Chard was one of the boroughs reformed by the Municipal Corporations Act 1835, and remained a municipal borough until the Local Government Act 1972, when it became a successor parish in the non-metropolitan district of South Somerset. Somerset became a unitary authority on 1 April 2023.

The town council (a parish council with the status of a town) has responsibility for local issues. It evaluates local planning applications and works with the local police, district council officers, and neighbourhood watch groups on matters of crime, security, and traffic. It initiates projects for the maintenance and repair of parish facilities, and consults with the district council on the maintenance, repair and improvement of highways, drainage, footpaths, public transport and street cleaning. Conservation matters (including trees and listed buildings) and environmental issues are also the responsibility of the council. It sets an annual precept (local rate) to cover its operating costs and produces annual accounts for public scrutiny. The council has a reception and offices in the Guildhall, a Grade II* listed building which was built in 1834 as a corn exchange.
+++
PROBLEM SET:
A: In the passage on Chard's local government, where does the town council have its reception and offices?
B: Summarize the passage on Chard's local government in two sentences.
C: Please continue the passage on Chard's local government after its final sentence.

DATASET EXTRACT:
+++
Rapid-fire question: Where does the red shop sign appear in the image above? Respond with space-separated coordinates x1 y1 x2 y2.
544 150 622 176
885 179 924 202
+++
ANSWERS FOR THE TASKS:
A: In the Guildhall, a Grade II* listed building built in 1834 as a corn exchange.

B: Chard was reformed under the Municipal Corporations Act 1835 and remained a municipal borough until the Local Government Act 1972 made it a successor parish in South Somerset. Its town council handles local matters such as planning applications, crime and traffic, parish facilities, and conservation, sets an annual precept, and has its offices in the Guildhall.

C:
In 2006 Chard Town Council came to the attention of the national press when mayor Tony Prior was found guilty of sexual discrimination and victimisation of the town clerk. He was ordered to pay £33,000 in compensation. Prior was banned from holding public office for nine months but was returned to council (as an independent councillor) in a 2010 by-election.

Somerset Council is responsible for local planning and building control, local roads, council housing, environmental health, markets and fairs, refuse collection and recycling, cemeteries and crematoria, leisure services, parks, tourism, education, social services, the library, roads, public transport, trading standards, waste disposal and strategic planning, although fire, police and ambulance services are provided jointly with other authorities through the Devon and Somerset Fire and Rescue Service, Avon and Somerset Police and the South Western Ambulance Service.

The civil parish of Chard Town (its formal name) elects councillors from five electoral wards: Avishayes, Combe, Crimchard, Holyrood and Jocelyn.

Chard is part of the Yeovil county constituency represented in the House of Commons of the Parliament of the United Kingdom. It elects one Member of Parliament (MP) by the first past the post system of election.

===Twinning===
Chard is twinned with Helmstedt in Germany (since 12 April 1980); Morangis, Essonne in France (since 29 May 1994); and Șeica Mare in Transylvania, Romania.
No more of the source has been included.